**EXERCISE INSTRUCTIONS:** Could you quote, word for word, the stretch of data below from its very start through the line containing "positive clicks: (711, 152) (710, 245)", with both ends included and nothing else?

**DATASET RECORDS:**
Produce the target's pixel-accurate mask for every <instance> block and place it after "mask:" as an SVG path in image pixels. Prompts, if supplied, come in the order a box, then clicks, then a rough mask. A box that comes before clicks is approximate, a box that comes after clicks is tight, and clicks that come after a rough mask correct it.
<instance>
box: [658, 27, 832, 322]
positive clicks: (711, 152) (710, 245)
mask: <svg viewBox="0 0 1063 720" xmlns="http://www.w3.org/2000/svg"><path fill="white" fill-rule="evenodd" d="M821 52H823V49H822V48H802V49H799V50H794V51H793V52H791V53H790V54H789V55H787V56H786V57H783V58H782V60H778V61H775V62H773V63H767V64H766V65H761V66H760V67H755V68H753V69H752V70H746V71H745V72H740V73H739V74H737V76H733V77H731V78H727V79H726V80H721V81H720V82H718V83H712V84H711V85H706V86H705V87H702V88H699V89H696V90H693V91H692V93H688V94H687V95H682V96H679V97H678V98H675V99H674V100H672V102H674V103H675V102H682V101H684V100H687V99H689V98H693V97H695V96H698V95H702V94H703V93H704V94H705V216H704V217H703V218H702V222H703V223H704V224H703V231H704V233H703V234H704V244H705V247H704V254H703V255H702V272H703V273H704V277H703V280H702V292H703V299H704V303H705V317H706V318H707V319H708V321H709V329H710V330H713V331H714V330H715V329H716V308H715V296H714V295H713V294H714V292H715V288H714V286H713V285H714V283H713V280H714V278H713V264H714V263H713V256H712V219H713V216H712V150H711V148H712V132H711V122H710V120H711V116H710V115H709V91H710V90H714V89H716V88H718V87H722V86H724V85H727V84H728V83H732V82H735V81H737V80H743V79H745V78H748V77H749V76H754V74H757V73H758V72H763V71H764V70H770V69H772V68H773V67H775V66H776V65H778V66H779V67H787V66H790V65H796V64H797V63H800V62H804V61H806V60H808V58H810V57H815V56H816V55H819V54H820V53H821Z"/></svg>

**RESULT:**
Produce the target's pixel-accurate mask for every <instance> block and place it after "mask:" as an SVG path in image pixels. Prompts, if supplied, come in the order a box, then clicks, then a rough mask. A box that comes before clicks is approximate, a box that comes after clicks is tight, and clicks that come after a rough mask correct it.
<instance>
box: [658, 27, 832, 322]
positive clicks: (711, 152) (710, 245)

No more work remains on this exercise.